• _EXCERTO DO DOCUMENTO_
Transcrevo-os porque nem só de pão vive o
homem, e a amenidade literária quadra por vezes aos espíritos
preocupados de ciência e erudição dos leitores deste Arquivo.
Com respeito ao recanto encantador do MarneI esbocei o
quadro:
«Toda a paisagem é límpida e serena, digna de inspirar
a grande alma dum artista mimoso como Estêvão Gonsalves
Neto e de esmaltar, viçosa e calma, as lindíssimas iluminuras do portentoso missal que
este abade seiscentista
coloriu ali nos arroubamentos de Serém, depois ofereceu ao
bispo D. João Manuel e onde celebrou na tenuidade das
delicadas cores a beleza deliciosa e suave daquela região».

• _TAREFA PROPOSTA_
Devolva, tal como consta no excerto, o trecho que vai desde "Transcrevo-os porque nem" até "leitores deste Arquivo.", inclusive. Os registos constituem material independente do excerto.

(Registos de anotação de deteção)
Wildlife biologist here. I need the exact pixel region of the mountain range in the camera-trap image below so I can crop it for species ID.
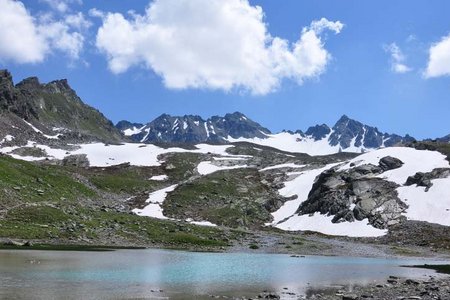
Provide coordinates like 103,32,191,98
116,112,415,152
0,70,450,155
0,70,450,247
0,70,123,142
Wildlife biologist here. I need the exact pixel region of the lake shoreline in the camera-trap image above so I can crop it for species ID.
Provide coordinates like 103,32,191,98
0,226,450,260
244,276,450,300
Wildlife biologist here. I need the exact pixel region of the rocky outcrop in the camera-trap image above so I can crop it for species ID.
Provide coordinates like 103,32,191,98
405,168,450,192
297,156,407,229
62,154,89,168
329,115,414,149
0,70,123,143
116,112,270,144
379,156,403,171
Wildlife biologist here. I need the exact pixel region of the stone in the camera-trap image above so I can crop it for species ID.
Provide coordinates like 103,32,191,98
379,156,403,171
342,294,359,300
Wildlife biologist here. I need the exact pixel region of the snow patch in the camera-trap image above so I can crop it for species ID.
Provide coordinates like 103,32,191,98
186,218,217,227
259,163,305,172
267,163,387,237
0,134,14,144
133,184,177,219
197,161,248,175
150,175,169,181
122,125,145,136
276,213,387,237
340,147,450,185
397,178,450,226
226,132,339,155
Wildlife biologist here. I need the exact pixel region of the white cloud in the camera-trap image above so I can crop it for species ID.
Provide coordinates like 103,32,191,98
384,43,412,73
424,34,450,78
0,0,48,63
0,0,89,63
94,0,343,94
41,0,83,13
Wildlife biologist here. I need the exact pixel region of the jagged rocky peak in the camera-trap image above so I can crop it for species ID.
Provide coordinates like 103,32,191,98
16,76,41,90
0,70,122,142
116,112,270,143
116,120,144,132
329,115,414,149
305,124,331,141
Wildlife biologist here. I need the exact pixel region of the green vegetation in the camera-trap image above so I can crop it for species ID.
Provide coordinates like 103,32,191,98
163,169,277,227
0,156,96,204
404,264,450,274
248,244,259,250
87,167,159,193
0,156,243,250
163,153,205,182
391,246,420,256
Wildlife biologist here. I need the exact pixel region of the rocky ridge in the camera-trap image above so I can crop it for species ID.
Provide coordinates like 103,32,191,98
0,70,123,144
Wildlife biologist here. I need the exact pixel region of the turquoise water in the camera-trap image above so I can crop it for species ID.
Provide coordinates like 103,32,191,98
0,250,442,299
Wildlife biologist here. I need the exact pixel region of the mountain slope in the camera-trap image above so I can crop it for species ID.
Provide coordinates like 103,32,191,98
228,115,414,155
116,112,270,144
0,70,122,142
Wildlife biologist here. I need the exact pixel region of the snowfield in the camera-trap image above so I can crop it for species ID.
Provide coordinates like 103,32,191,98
150,175,169,181
0,137,450,233
133,184,177,219
132,184,217,227
340,147,450,185
227,131,366,155
397,178,450,226
0,141,248,167
197,161,248,175
267,164,387,237
268,147,450,237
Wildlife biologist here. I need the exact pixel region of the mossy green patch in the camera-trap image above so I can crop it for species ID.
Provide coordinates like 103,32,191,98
0,156,96,205
163,169,277,227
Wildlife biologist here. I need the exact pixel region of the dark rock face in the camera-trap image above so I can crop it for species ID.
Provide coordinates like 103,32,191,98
116,120,144,132
329,115,414,150
297,164,407,229
116,112,270,144
379,156,403,171
436,134,450,143
405,168,450,192
0,70,122,142
305,124,331,141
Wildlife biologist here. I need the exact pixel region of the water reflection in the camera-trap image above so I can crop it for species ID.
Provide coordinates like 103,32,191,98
0,250,443,299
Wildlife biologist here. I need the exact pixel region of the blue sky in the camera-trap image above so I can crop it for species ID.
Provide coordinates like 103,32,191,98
0,0,450,138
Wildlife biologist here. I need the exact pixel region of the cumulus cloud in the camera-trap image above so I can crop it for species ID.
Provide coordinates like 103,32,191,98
424,34,450,78
0,0,90,63
91,0,343,94
384,43,412,73
41,0,83,13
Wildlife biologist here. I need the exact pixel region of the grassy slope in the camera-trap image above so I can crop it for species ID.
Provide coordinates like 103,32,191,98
164,169,273,227
0,156,240,248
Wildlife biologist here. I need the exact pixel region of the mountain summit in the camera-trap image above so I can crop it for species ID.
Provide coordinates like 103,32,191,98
0,70,123,142
116,112,270,144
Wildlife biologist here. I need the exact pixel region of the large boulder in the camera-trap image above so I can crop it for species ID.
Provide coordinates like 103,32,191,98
297,164,407,229
379,156,403,171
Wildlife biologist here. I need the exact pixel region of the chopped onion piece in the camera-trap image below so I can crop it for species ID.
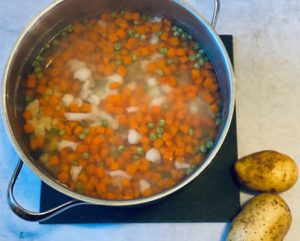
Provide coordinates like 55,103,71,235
139,179,151,193
62,94,75,107
146,148,161,162
74,67,92,81
126,106,139,113
70,165,82,182
57,140,78,151
127,130,142,144
174,161,191,169
64,112,92,121
108,170,132,179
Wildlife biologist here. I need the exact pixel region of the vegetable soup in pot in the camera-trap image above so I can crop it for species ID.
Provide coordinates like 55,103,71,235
23,11,221,200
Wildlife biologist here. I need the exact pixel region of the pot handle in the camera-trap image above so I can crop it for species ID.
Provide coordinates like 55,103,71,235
7,160,86,222
210,0,220,28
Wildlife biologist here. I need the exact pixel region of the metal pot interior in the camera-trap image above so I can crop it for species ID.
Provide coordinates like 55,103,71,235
2,0,234,206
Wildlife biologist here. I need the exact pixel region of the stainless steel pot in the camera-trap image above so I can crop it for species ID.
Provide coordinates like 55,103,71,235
2,0,234,221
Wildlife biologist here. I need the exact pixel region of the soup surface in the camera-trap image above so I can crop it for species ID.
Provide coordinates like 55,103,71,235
23,11,221,200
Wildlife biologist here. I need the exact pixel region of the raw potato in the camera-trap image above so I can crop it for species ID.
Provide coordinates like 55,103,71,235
234,151,298,192
227,193,292,241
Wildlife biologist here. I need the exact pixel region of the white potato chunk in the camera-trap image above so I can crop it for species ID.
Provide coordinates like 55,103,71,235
139,179,151,194
62,94,75,107
57,140,78,151
146,148,161,162
70,165,82,182
108,170,132,179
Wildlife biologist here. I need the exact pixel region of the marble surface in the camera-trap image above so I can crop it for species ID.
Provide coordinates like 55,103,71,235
0,0,300,241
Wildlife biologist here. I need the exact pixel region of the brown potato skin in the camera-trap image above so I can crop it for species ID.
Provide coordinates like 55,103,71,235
226,193,292,241
234,150,298,192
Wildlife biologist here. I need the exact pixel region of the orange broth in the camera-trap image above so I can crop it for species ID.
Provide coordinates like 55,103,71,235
23,11,221,200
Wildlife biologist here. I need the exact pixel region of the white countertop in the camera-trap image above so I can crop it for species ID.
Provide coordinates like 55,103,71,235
0,0,300,241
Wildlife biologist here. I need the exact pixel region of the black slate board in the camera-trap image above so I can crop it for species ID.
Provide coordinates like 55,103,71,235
40,35,240,224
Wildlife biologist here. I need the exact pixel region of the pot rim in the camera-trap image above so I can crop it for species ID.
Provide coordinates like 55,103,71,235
1,0,235,207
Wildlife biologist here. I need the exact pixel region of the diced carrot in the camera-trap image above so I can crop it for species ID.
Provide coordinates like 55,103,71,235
49,156,59,166
79,103,92,113
109,82,122,90
170,37,179,47
23,110,32,120
24,123,34,134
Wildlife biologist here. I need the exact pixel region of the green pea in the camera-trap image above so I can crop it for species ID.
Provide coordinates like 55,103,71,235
116,59,123,66
189,55,197,61
198,58,205,66
156,127,164,134
71,161,78,166
110,11,117,18
25,95,32,103
51,39,58,46
194,63,201,69
101,120,108,127
193,43,201,50
206,140,214,149
35,55,44,62
34,67,43,74
127,29,135,37
79,133,86,140
159,48,168,55
57,130,66,136
81,152,90,159
114,42,121,51
155,31,162,37
132,154,141,161
155,69,164,76
181,33,187,39
131,54,138,62
118,145,125,153
32,60,41,68
45,42,51,49
162,172,171,179
136,146,143,155
199,145,206,153
82,128,90,135
167,59,174,65
149,133,156,141
50,127,57,134
101,32,108,38
66,24,74,33
147,122,154,129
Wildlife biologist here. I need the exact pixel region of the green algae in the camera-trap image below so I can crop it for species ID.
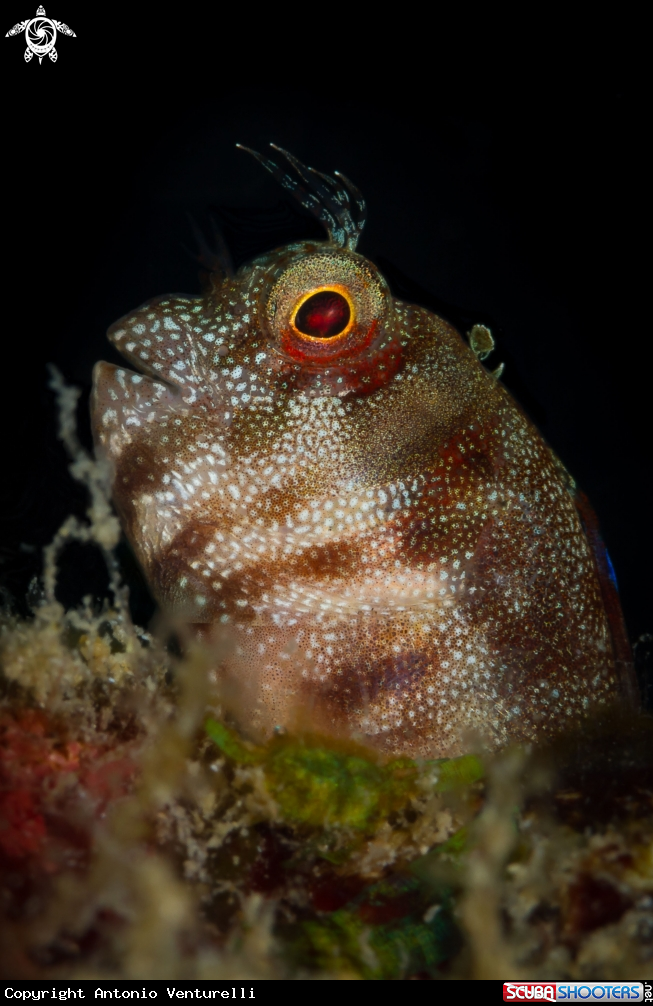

• _RESPOSTA_
Transcrevo-os porque nem só de pão vive o
homem, e a amenidade literária quadra por vezes aos espíritos
preocupados de ciência e erudição dos leitores deste Arquivo.